(PROVIDED MATERIAL begins)
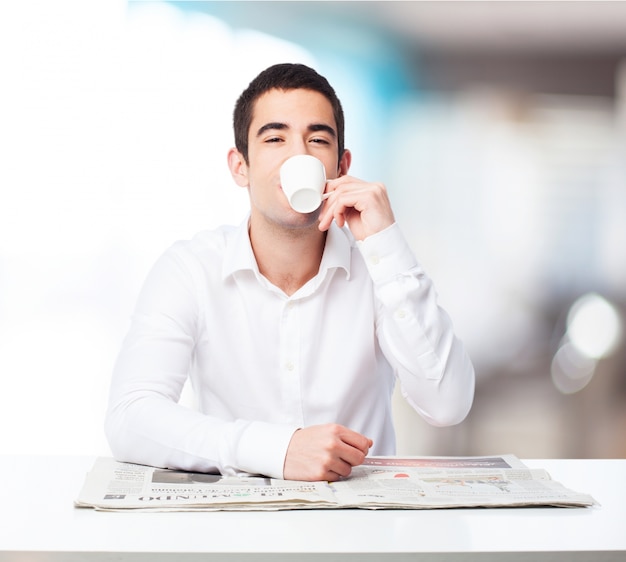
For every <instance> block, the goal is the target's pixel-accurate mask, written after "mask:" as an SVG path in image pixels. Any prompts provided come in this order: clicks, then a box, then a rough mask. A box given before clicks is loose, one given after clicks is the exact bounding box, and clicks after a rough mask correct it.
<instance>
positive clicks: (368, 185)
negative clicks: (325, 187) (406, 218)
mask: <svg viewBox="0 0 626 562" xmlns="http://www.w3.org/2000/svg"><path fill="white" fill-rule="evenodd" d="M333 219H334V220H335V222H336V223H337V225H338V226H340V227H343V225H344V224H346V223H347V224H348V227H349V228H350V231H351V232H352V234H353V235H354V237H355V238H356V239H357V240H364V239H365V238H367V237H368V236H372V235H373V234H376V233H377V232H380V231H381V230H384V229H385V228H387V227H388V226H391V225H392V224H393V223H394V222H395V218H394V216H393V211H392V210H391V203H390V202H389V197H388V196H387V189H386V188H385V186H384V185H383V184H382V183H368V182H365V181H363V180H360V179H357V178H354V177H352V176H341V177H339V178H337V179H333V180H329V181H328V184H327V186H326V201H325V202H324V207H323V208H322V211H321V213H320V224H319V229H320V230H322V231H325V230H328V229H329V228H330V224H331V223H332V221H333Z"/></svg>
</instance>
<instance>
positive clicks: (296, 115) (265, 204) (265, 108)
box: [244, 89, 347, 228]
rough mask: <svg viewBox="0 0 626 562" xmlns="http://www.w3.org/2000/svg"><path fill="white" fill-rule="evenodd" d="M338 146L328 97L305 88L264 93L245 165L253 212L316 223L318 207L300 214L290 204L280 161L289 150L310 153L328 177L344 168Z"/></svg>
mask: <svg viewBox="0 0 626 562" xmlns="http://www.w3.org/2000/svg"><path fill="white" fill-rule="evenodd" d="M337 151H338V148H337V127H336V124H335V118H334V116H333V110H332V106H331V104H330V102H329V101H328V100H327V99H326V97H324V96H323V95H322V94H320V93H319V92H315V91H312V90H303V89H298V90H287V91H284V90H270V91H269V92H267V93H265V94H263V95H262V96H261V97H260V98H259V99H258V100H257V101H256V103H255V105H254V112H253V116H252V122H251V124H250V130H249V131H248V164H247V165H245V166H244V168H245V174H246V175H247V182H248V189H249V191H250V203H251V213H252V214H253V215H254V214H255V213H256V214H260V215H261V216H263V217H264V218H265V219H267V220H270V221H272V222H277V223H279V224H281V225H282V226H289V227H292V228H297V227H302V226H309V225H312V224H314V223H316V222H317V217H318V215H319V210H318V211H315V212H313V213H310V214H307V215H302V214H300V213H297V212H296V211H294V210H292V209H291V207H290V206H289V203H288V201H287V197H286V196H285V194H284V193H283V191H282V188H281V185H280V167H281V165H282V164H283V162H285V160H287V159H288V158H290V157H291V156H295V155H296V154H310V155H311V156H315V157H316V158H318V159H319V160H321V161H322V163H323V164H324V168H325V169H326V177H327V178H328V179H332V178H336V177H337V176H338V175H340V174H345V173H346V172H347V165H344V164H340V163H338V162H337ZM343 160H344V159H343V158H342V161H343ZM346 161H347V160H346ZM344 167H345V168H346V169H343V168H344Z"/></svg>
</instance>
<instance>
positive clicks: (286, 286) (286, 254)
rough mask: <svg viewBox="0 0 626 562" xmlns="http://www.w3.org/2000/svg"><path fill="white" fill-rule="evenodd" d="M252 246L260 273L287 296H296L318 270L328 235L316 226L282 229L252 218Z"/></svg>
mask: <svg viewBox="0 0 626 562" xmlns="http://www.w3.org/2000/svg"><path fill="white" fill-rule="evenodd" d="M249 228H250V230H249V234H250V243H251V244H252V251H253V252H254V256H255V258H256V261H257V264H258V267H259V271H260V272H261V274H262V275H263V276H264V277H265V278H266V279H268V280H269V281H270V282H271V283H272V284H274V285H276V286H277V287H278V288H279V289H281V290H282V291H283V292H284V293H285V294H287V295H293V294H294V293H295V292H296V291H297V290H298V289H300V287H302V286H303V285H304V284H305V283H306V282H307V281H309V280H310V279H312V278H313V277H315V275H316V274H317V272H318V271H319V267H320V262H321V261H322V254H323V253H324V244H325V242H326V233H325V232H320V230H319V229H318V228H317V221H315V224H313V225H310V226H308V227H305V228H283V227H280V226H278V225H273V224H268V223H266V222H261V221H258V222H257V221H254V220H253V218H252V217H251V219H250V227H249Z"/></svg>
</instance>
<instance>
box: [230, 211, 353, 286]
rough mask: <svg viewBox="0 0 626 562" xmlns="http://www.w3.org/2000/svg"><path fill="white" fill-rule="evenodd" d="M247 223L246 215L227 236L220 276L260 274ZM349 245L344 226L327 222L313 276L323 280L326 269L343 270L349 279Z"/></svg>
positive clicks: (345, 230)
(PROVIDED MATERIAL ends)
Search the material for the string "positive" and show every line that has it.

positive clicks: (368, 185)
positive clicks: (296, 115) (265, 204) (265, 108)
positive clicks: (286, 286) (286, 254)
positive clicks: (345, 230)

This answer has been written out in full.